(Records from a point-labeling set)

↓↓↓

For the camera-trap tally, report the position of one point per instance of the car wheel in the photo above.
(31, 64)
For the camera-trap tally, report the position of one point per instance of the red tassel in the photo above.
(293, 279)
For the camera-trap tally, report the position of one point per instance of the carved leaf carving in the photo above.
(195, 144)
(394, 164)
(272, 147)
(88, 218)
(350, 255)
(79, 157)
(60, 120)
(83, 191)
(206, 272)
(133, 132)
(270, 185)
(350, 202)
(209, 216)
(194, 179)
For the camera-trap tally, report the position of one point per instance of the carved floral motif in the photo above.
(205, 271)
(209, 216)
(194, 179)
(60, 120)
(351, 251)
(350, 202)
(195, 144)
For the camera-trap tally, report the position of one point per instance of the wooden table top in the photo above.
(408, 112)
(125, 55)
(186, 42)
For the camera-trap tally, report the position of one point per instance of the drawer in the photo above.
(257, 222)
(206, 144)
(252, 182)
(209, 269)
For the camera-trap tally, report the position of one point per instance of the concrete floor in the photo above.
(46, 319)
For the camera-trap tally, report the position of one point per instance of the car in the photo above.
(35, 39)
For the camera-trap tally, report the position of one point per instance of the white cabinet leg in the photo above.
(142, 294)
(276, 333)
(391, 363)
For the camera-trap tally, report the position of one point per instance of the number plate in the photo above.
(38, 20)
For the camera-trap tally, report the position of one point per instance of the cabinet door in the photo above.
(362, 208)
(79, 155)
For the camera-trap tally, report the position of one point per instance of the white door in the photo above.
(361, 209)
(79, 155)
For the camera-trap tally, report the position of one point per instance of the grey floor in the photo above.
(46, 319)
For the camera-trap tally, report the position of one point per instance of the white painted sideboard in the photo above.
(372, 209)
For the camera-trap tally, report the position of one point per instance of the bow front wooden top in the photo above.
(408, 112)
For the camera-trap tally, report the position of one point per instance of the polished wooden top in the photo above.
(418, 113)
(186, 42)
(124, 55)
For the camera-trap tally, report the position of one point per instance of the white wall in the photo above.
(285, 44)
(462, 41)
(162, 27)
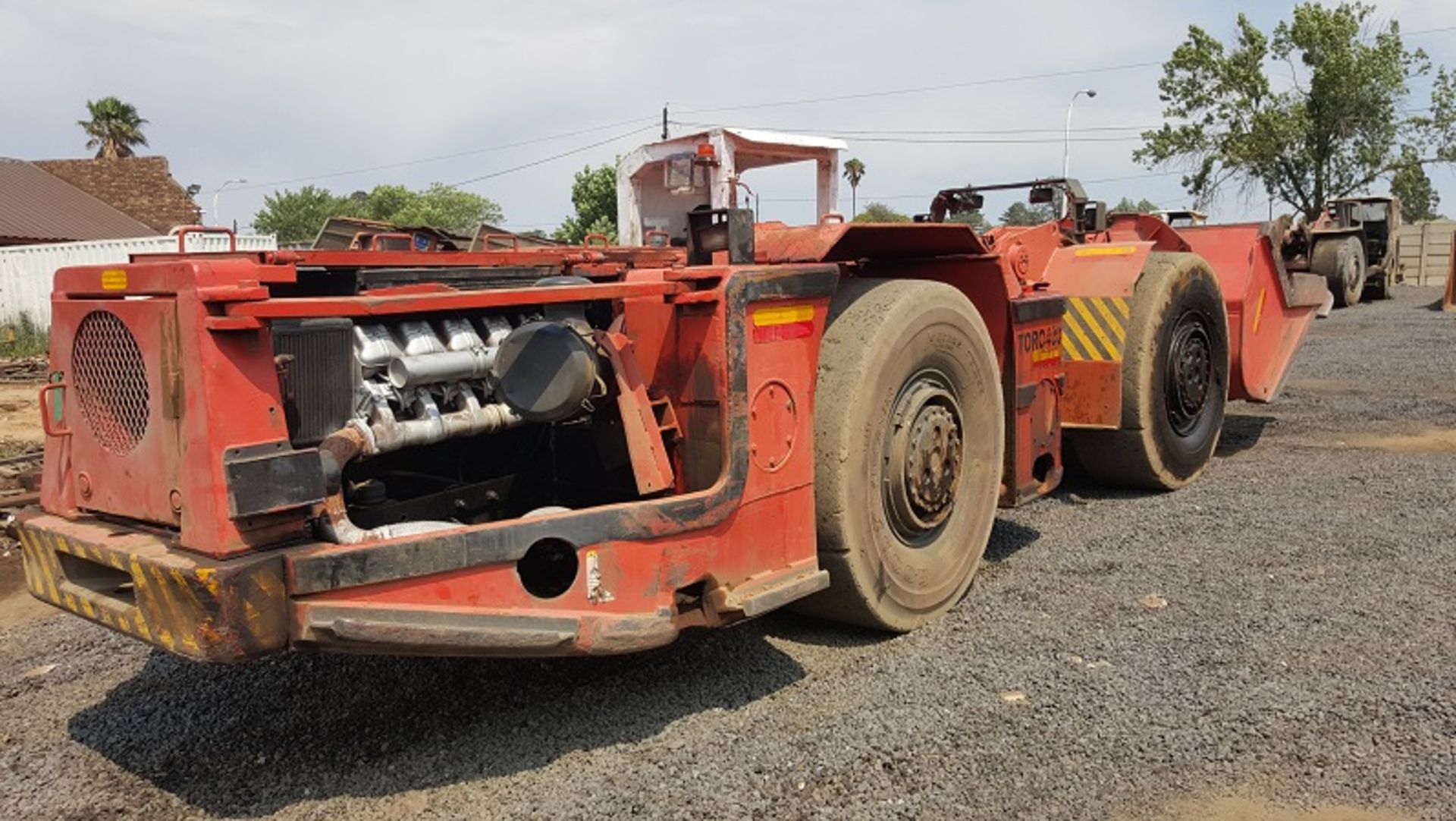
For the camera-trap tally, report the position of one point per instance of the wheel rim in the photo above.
(1190, 373)
(922, 459)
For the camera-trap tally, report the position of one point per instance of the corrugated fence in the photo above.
(27, 269)
(1426, 250)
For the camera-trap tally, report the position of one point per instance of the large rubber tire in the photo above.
(902, 366)
(1343, 266)
(1175, 380)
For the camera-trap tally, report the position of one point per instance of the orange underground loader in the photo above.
(587, 450)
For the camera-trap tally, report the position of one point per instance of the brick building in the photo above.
(139, 187)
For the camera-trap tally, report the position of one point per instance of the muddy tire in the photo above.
(1175, 380)
(909, 436)
(1343, 266)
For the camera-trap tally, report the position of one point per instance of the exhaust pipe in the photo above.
(359, 439)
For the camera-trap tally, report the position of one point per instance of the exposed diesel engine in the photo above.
(479, 401)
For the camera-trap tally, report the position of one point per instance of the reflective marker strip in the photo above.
(1106, 250)
(788, 322)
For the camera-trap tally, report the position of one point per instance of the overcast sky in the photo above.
(286, 93)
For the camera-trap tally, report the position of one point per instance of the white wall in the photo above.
(27, 269)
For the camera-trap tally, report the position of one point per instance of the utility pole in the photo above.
(1066, 137)
(218, 219)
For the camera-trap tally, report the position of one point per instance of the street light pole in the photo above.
(1066, 137)
(218, 219)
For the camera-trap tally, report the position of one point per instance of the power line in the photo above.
(533, 163)
(919, 89)
(927, 197)
(457, 155)
(924, 131)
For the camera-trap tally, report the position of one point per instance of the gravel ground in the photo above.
(1280, 632)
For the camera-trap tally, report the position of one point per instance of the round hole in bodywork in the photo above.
(548, 568)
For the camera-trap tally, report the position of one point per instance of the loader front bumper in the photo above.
(234, 610)
(136, 583)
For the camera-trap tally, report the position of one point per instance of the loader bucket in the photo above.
(1270, 309)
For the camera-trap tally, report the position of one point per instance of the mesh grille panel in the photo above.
(111, 382)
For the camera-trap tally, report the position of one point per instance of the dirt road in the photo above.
(1276, 642)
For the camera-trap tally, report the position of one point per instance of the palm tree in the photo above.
(854, 172)
(114, 128)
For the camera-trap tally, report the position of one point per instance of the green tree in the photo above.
(1022, 214)
(438, 207)
(880, 213)
(114, 128)
(1419, 197)
(1340, 120)
(297, 215)
(1126, 206)
(854, 172)
(595, 196)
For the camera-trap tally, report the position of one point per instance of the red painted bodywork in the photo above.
(721, 436)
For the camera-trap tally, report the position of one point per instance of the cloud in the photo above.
(275, 90)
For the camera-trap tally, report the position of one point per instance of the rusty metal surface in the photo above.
(645, 446)
(207, 610)
(331, 567)
(441, 299)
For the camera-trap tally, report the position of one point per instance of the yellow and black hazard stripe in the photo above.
(200, 612)
(1095, 328)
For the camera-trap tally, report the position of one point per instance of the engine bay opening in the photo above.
(446, 420)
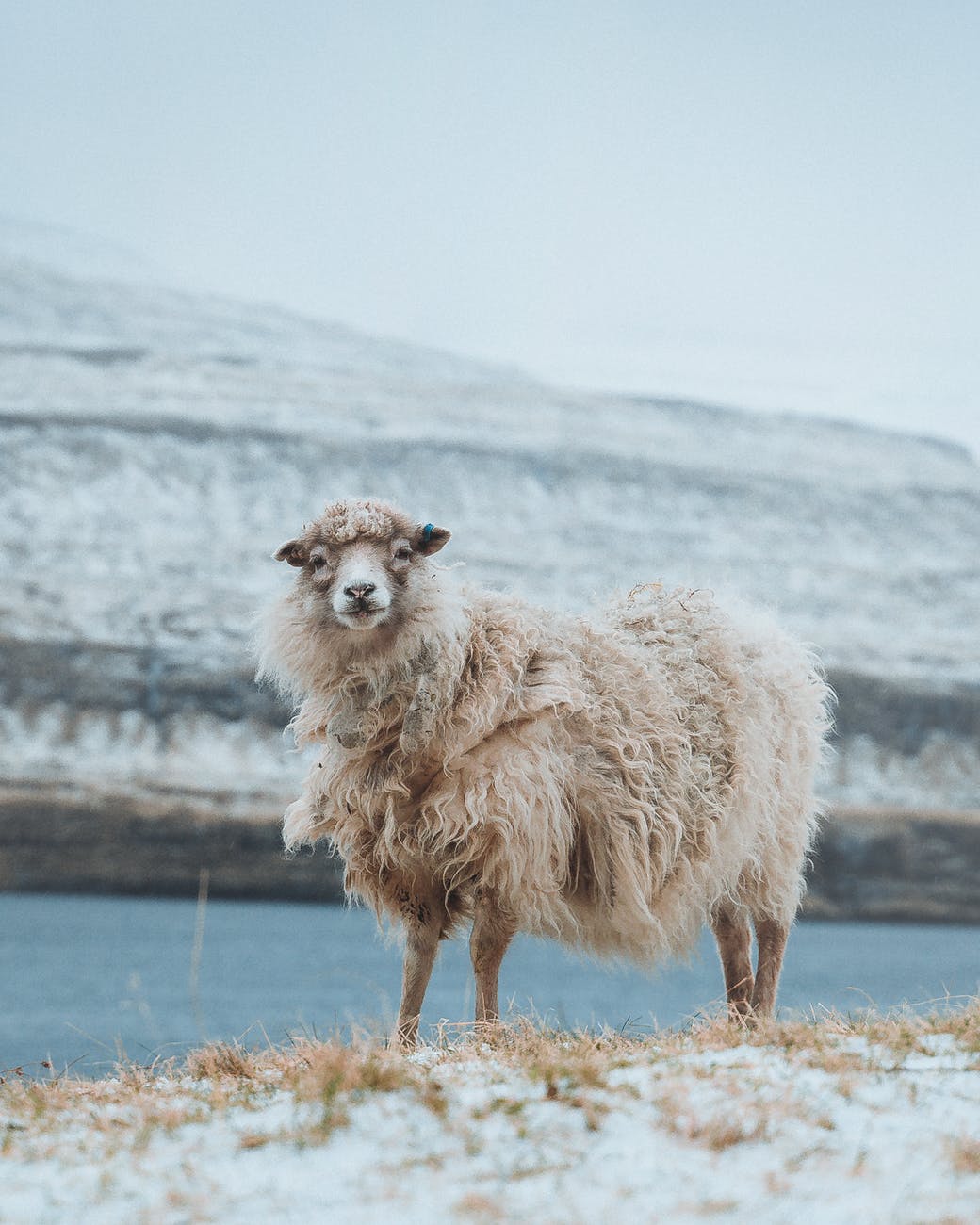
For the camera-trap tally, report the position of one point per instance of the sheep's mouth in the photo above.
(362, 615)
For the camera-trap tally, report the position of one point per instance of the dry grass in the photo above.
(574, 1070)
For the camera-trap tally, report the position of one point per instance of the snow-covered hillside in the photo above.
(155, 448)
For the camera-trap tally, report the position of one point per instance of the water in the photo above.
(86, 980)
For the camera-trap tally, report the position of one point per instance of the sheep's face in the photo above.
(359, 563)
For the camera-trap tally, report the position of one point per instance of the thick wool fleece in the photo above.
(612, 780)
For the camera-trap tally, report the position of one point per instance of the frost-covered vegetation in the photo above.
(155, 444)
(874, 1119)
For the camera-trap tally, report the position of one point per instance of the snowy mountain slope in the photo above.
(155, 448)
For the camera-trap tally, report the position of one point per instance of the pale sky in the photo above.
(768, 204)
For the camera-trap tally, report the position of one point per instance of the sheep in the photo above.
(615, 783)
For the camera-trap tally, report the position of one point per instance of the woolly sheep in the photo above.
(613, 783)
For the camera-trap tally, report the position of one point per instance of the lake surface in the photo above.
(86, 980)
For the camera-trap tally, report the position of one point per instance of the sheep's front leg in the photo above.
(734, 939)
(771, 939)
(493, 931)
(423, 929)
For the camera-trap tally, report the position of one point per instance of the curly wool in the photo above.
(613, 782)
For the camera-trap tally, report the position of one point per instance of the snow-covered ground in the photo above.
(157, 446)
(821, 1122)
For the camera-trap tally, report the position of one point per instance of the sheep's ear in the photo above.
(430, 539)
(294, 551)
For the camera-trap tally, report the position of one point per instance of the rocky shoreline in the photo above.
(870, 864)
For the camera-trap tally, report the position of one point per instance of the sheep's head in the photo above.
(359, 562)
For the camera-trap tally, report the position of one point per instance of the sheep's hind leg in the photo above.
(771, 939)
(423, 931)
(734, 939)
(493, 931)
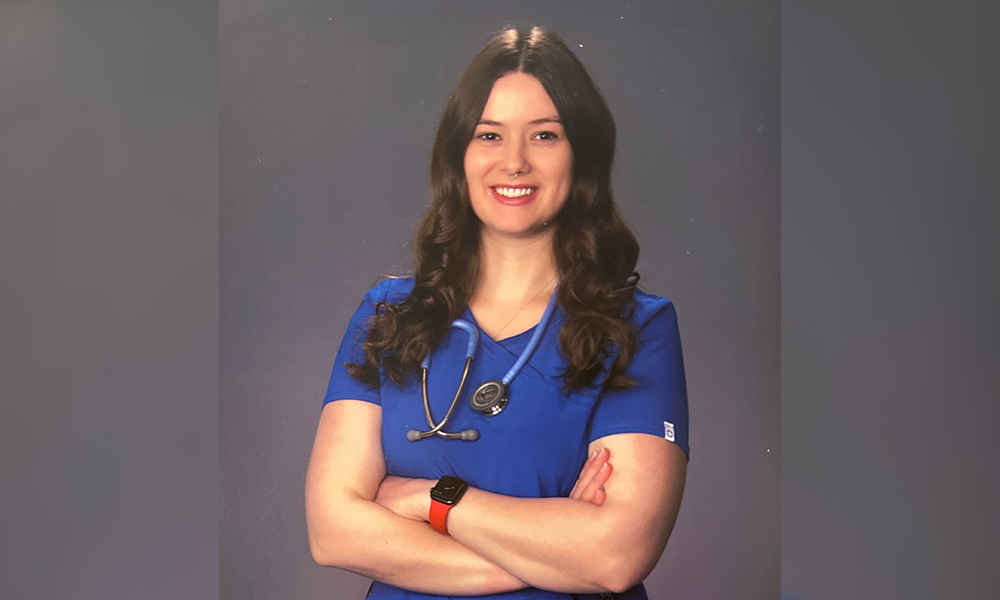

↑↑↑

- What is expected
Edit all of the lines above so that "camera-trap tally" becomes "inventory check" wherever it occurs, with nothing else changed. Omit the pictures from your answer.

- The response
For the inventory check, report the position of one point per instance of the car wheel in the photo above.
(31, 64)
For the inventory check, report the position of one point per instance of the red tassel in the photo above.
(293, 279)
For the inventory check, report the position of one point per instance of the carved leaf carving in the photo above.
(195, 144)
(394, 164)
(272, 147)
(88, 218)
(350, 255)
(79, 157)
(60, 120)
(83, 191)
(206, 272)
(133, 132)
(270, 185)
(350, 202)
(209, 216)
(194, 179)
For the inventory check, report the position of one point per instance of the carved floral motif in the photo above.
(205, 271)
(209, 216)
(194, 179)
(60, 120)
(351, 251)
(350, 202)
(195, 144)
For the inventory check, report the position of one point per instance of the wooden table top in the photo above.
(408, 112)
(125, 55)
(186, 42)
For the inventory check, report the position of one point per instance of the drawer in the photo above.
(257, 222)
(206, 144)
(252, 182)
(209, 269)
For the inventory check, report the position of one point per instance of the concrete floor in the photo above.
(46, 319)
For the inventory check, report the position of one point per instance of the car in the photo above.
(35, 39)
For the inventory check, report the position of one point per instance of the white cabinet leg in the photo above.
(142, 294)
(276, 333)
(391, 363)
For the inventory check, report the position of one point per instance of the number plate in the photo above.
(38, 20)
For the inventory check, report the position of one point per instance of the cabinet door in the photo above.
(362, 208)
(79, 155)
For the inventory check, report the position of one point per instance of the white door in the photo above.
(361, 209)
(79, 155)
For the inventory check, report the position of one point per instance of the grey floor in the photo above.
(46, 319)
For the inventory check, report the position of one point per instance of the white painted sideboard in the photo above.
(372, 209)
For the inventory check, report the position of one point per instance of the bow front wooden top in the photo above.
(408, 112)
For the inventory check, report the position of one point per instance of the polished wooden top in the photo above.
(418, 113)
(186, 42)
(124, 55)
For the inventory check, report the position of one point per instance of the white wall in the photo above.
(285, 44)
(462, 41)
(162, 27)
For the inventory check, report the position of one point per instance of the wheel rim in the photo above.
(1190, 373)
(922, 459)
For the inventory check, report the position of one point per instance of the corrugated fence in the photo above.
(27, 269)
(1426, 250)
For the inventory check, report the position of one point per instance of the large rubber tire in the photo above.
(902, 366)
(1343, 266)
(1175, 380)
For the inventory check, report the position of one point per instance of the orange underground loader in the photo above.
(587, 450)
For the inventory check, report the position of one point per instance of the brick building in the photo above.
(139, 187)
For the inventory check, report the position of one point per instance of the muddy tire in the photo above.
(1175, 380)
(909, 436)
(1343, 266)
For the inventory check, report the position of one point per instance of the exhaust pipe in the photo above.
(359, 439)
For the inventory check, report the position of one point per instance of the exposed diesel engine in the photo above.
(479, 401)
For the inventory check, report the position of one point per instance of the reflective marker strip in the photo above.
(1106, 250)
(788, 322)
For the inventory check, report the position of one point per instance of the overcast sky in the photo above.
(286, 93)
For the inventory check, report the position of one point per instance of the white wall in the photo above.
(27, 269)
For the inventory check, report the position of one point per instance of the utility pole in the photo above.
(1066, 137)
(218, 219)
For the inventory check, report the position of one point per instance of the street light pole in the photo above.
(1066, 137)
(218, 219)
For the inventory check, report the position of one point per instance of the power line in the photo above.
(533, 163)
(919, 89)
(927, 197)
(457, 155)
(924, 131)
For the inventory check, report the position of one point per instance of the gravel ground in the photo above.
(1280, 632)
For the inventory check, report the position of one point per instance of the round hole in bodywork in the photo above.
(548, 568)
For the inventory check, report the position of one point per instance of the loader front bumper in the photo above.
(234, 610)
(136, 583)
For the inventory check, report the position of one point per instance of the loader bucket in the photo above.
(1270, 309)
For the inventory check, report the position of one point per instance of the mesh grille panel in the photo above.
(111, 382)
For the inventory check, report the position of one point per instance of the dirt road in the photo above.
(1276, 642)
For the inventory check, report the position of one point per instance of the palm tree in the photo above.
(854, 172)
(114, 128)
For the inventory check, report the position of one point per instance of the green tree in the photo above.
(1022, 214)
(438, 207)
(880, 213)
(114, 128)
(1419, 197)
(1340, 120)
(297, 215)
(1126, 206)
(854, 172)
(595, 196)
For the inventory check, report the position of one point per instance of the red painted bodywork in the photo above.
(721, 436)
For the inventory check, report the position of one point per instance of the cloud in the photo above.
(275, 90)
For the inventory check, report the position of one point per instance of the rusty metal surface in the photo above.
(645, 446)
(207, 610)
(331, 567)
(441, 299)
For the inventory check, report the position of one point per instance of the yellow and black hazard stripe in the photo above.
(200, 612)
(1095, 328)
For the inventory check, report the position of one point per instance of the engine bay opening in the photo above.
(446, 420)
For the inventory check, report the position of one point per instance of the sheep's mouth in the photo above.
(362, 615)
For the inventory check, report the position of one point per instance of the dry grass in the photo above.
(574, 1070)
For the inventory check, report the position of one point per instance of the snow-covered hillside in the photo above.
(155, 448)
For the inventory check, report the position of one point per instance of the water in the photo above.
(86, 980)
For the inventory check, report the position of one point per instance of the sheep's face in the photo above.
(359, 563)
For the inventory check, report the position of one point per instance of the thick wool fleece in the photo above.
(612, 780)
For the inventory check, report the position of one point per instance of the frost-covered vegetation in the photo above.
(155, 444)
(874, 1119)
For the inventory check, report the position of one point per instance of the snowy mountain slope in the photo above.
(155, 448)
For the inventory check, report the position of one point per instance of the pale sky in the photo above.
(768, 204)
For the inventory check, report the position of one point per instance of the sheep in the photo above.
(615, 783)
For the inventory check, report the position of one point per instance of the woolly sheep in the photo above.
(613, 783)
For the inventory check, report the position of one point per instance of the lake surface in the photo above.
(86, 980)
For the inventory check, report the position of one point per instance of the sheep's front leg in the photo above.
(734, 939)
(771, 939)
(493, 931)
(423, 929)
For the inventory check, report the position of one point per instance of the curly wool in the photo above.
(613, 782)
For the inventory check, report the position of one point per instance of the snow-covered ground in the photo above.
(157, 446)
(821, 1122)
For the inventory check, report the position of one point per instance of the sheep's ear in the photo above.
(430, 539)
(294, 551)
For the inventory check, report the position of one point per instance of the rocky shoreline in the photo above.
(870, 864)
For the inventory check, report the position of one point per instance of the sheep's head in the photo above.
(359, 562)
For the inventory check, report the position of one point per instance of the sheep's hind leg in the photo above.
(771, 939)
(423, 931)
(734, 939)
(493, 931)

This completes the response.